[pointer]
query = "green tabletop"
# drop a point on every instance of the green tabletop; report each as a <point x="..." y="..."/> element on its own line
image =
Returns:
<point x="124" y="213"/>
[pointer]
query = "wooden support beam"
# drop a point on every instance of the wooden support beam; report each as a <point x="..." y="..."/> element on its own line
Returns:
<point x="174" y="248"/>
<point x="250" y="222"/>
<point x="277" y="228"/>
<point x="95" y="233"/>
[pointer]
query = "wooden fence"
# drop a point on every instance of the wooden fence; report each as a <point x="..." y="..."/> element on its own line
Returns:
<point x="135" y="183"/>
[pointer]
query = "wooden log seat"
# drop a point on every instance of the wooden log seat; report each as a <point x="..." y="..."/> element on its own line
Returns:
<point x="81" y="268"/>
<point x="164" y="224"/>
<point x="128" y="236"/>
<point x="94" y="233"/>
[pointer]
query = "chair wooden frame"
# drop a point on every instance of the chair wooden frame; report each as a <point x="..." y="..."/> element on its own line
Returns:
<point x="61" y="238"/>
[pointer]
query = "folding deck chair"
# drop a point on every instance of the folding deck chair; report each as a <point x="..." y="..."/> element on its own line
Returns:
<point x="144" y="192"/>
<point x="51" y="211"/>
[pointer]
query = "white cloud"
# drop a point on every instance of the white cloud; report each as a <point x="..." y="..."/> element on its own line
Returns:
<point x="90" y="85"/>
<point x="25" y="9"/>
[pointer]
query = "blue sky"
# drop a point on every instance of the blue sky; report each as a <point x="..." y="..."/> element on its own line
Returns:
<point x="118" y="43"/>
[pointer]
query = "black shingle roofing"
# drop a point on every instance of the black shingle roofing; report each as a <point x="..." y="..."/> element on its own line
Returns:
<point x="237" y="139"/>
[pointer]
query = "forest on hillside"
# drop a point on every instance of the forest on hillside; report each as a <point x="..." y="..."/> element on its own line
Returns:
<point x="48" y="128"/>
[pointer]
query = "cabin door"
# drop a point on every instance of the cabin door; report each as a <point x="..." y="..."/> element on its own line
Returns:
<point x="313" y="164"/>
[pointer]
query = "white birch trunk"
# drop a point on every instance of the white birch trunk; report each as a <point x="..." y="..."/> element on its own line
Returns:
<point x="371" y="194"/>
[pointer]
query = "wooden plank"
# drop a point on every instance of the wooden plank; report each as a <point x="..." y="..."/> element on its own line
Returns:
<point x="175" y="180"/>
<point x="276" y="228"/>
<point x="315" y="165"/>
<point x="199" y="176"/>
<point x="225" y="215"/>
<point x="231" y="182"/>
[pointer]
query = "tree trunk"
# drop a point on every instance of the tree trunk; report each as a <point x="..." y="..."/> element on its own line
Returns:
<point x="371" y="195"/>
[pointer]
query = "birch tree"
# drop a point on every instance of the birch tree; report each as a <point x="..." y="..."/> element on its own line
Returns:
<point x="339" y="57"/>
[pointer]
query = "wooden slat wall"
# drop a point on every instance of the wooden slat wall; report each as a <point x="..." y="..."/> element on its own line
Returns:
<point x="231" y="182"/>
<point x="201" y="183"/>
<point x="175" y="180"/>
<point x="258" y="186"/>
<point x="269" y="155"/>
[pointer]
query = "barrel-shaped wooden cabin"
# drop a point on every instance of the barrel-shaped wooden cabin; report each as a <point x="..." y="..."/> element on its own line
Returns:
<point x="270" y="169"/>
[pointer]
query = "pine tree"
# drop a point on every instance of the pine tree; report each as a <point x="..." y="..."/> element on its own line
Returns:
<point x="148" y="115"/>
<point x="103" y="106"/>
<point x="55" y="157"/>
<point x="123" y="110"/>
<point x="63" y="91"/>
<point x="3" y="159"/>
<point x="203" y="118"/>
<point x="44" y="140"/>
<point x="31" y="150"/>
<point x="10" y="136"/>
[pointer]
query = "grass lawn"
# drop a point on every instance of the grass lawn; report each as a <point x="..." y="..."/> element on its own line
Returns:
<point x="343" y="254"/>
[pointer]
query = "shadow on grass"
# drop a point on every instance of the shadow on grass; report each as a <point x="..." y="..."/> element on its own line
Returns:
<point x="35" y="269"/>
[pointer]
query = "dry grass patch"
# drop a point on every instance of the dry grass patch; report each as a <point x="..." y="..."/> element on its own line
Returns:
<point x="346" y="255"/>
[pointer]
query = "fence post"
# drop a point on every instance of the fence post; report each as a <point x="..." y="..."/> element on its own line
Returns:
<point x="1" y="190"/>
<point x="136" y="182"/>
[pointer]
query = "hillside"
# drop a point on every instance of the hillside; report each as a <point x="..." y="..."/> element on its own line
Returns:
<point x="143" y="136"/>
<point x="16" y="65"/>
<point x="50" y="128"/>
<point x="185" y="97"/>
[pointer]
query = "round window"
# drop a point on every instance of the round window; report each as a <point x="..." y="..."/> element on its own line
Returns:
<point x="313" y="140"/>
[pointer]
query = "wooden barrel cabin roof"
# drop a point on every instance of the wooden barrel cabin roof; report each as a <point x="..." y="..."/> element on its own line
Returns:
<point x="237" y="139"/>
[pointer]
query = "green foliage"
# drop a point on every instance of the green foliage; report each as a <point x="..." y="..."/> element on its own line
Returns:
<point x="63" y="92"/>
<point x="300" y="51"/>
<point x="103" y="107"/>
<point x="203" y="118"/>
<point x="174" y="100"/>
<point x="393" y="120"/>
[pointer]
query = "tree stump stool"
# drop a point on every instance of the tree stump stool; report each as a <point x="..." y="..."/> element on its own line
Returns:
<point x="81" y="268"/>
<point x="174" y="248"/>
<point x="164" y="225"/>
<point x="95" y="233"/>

^^^^^^^^^^^^^^^^

#### Short task:
Emit the records above again, exactly, with no line skipped.

#### Task answer:
[pointer]
query = "green tabletop"
# drop a point on every instance of the green tabletop; report each as a <point x="..." y="..."/> element on its own line
image =
Returns:
<point x="124" y="213"/>
[pointer]
query = "wooden support beam"
# drop a point on every instance of the wooden support beam; report each as a <point x="..." y="..."/> element on its own line
Returns:
<point x="174" y="248"/>
<point x="250" y="222"/>
<point x="277" y="228"/>
<point x="95" y="233"/>
[pointer]
query = "wooden fence"
# drop a point on every instance of the wooden fence; report each as a <point x="..." y="..."/> element on its own line
Returns:
<point x="135" y="183"/>
[pointer]
query = "wooden log seat"
# drop a point on every instance of the wooden log seat; report each as a <point x="..." y="..."/> element on its own line
Returns:
<point x="81" y="268"/>
<point x="164" y="224"/>
<point x="128" y="236"/>
<point x="94" y="233"/>
[pointer]
query = "chair wooden frame"
# drop a point on every instance of the chair wooden frame; report each as a <point x="..." y="..."/> element on its own line
Returns:
<point x="61" y="238"/>
[pointer]
query = "folding deck chair"
# drop a point on every instance of the folding deck chair; report each as a <point x="..." y="..."/> element on its own line
Returns:
<point x="144" y="192"/>
<point x="51" y="211"/>
[pointer]
query = "white cloud"
# drop a point on every instance of the white cloud; report each as a <point x="..." y="..."/> element on its own line
Returns:
<point x="90" y="85"/>
<point x="25" y="9"/>
[pointer]
query = "blue sky"
# drop a point on every instance of the blue sky; report each as a <point x="..." y="..."/> element on its own line
Returns:
<point x="118" y="43"/>
[pointer]
query = "black shingle roofing"
# drop a point on every instance of the black shingle roofing; report each as a <point x="..." y="..."/> element on its own line
Returns:
<point x="237" y="139"/>
[pointer]
query = "forest on hillside"
# drop a point on every instance of the forest on hillside; report each as a <point x="..." y="..."/> element on its own line
Returns:
<point x="48" y="128"/>
[pointer]
query = "cabin door"
# drop a point on every instance of the cabin door; report each as a <point x="..." y="..."/> element on its own line
Returns:
<point x="313" y="164"/>
[pointer]
query = "white birch trunk"
# drop a point on every instance of the white birch trunk; report each as a <point x="..." y="..."/> element on its own line
Returns:
<point x="371" y="194"/>
[pointer]
query = "wooden plank"
# drop a point on every instance of the wooden plank; report each as a <point x="..." y="..."/> element on its own line
Returns:
<point x="175" y="180"/>
<point x="276" y="228"/>
<point x="315" y="165"/>
<point x="199" y="176"/>
<point x="225" y="215"/>
<point x="231" y="182"/>
[pointer]
query = "tree trunk"
# drop a point on every instance of the tree trunk; report each as a <point x="..." y="..."/> element on its own line
Returns:
<point x="371" y="195"/>
[pointer]
query = "birch tree"
# drop a point on every instance of the birch tree; report each as a <point x="..." y="..."/> element on its own line
Returns:
<point x="339" y="57"/>
[pointer]
query = "wooden slat wall"
# drop a point on every instance of the wooden slat wall; report each as a <point x="..." y="..."/> element on its own line
Returns:
<point x="231" y="182"/>
<point x="201" y="183"/>
<point x="175" y="180"/>
<point x="258" y="186"/>
<point x="269" y="155"/>
[pointer]
query = "barrel-shaped wooden cabin"
# drop a point on every instance of the barrel-shaped wooden cabin; report each as a <point x="..." y="..."/> element on its own line
Returns:
<point x="270" y="169"/>
[pointer]
query = "pine tree"
# drop a point on every instance of the pine tree; report each as a <point x="..." y="..."/> element on its own line
Returns:
<point x="148" y="115"/>
<point x="103" y="106"/>
<point x="55" y="157"/>
<point x="123" y="110"/>
<point x="63" y="91"/>
<point x="3" y="159"/>
<point x="203" y="118"/>
<point x="44" y="140"/>
<point x="31" y="150"/>
<point x="10" y="136"/>
[pointer]
query = "grass lawn"
# drop a point on every instance of the grass lawn; report each as a <point x="..." y="..."/> element on its own line
Returns:
<point x="343" y="254"/>
[pointer]
query = "shadow on grass"
# drop a point on every instance of the shadow on grass; report each as a <point x="..." y="..."/> element on its own line
Returns:
<point x="35" y="269"/>
[pointer]
query = "dry grass patch"
# drop a point on every instance of the dry grass patch; report each as a <point x="..." y="..."/> element on its own line
Returns:
<point x="346" y="255"/>
[pointer]
query = "fence post"
# drop a point on every instance of the fence post; report each as a <point x="..." y="..."/> element on its own line
Returns:
<point x="1" y="190"/>
<point x="136" y="182"/>
[pointer]
query = "hillside"
# drop a point on every instance of the hillside; report each as a <point x="..." y="..."/> element on its own line
Returns:
<point x="143" y="136"/>
<point x="16" y="65"/>
<point x="50" y="128"/>
<point x="185" y="97"/>
[pointer]
query = "round window"
# drop a point on every instance of the round window; report each as a <point x="..." y="..."/> element on its own line
Returns:
<point x="313" y="140"/>
[pointer]
query = "wooden barrel cabin roof"
# drop a point on every instance of the wooden barrel cabin roof; report each as a <point x="..." y="..."/> element on its own line
Returns:
<point x="237" y="139"/>
[pointer]
query = "green foliage"
# drop a point on every instance of the green foliage; report each as a <point x="..." y="..."/> element on its own line
Returns:
<point x="63" y="92"/>
<point x="300" y="51"/>
<point x="103" y="107"/>
<point x="203" y="118"/>
<point x="174" y="100"/>
<point x="393" y="120"/>
[pointer]
query = "tree stump stool"
# drop a point on every instance of the tree stump stool; report each as a <point x="..." y="..."/> element on its own line
Returns:
<point x="81" y="268"/>
<point x="174" y="248"/>
<point x="164" y="225"/>
<point x="95" y="233"/>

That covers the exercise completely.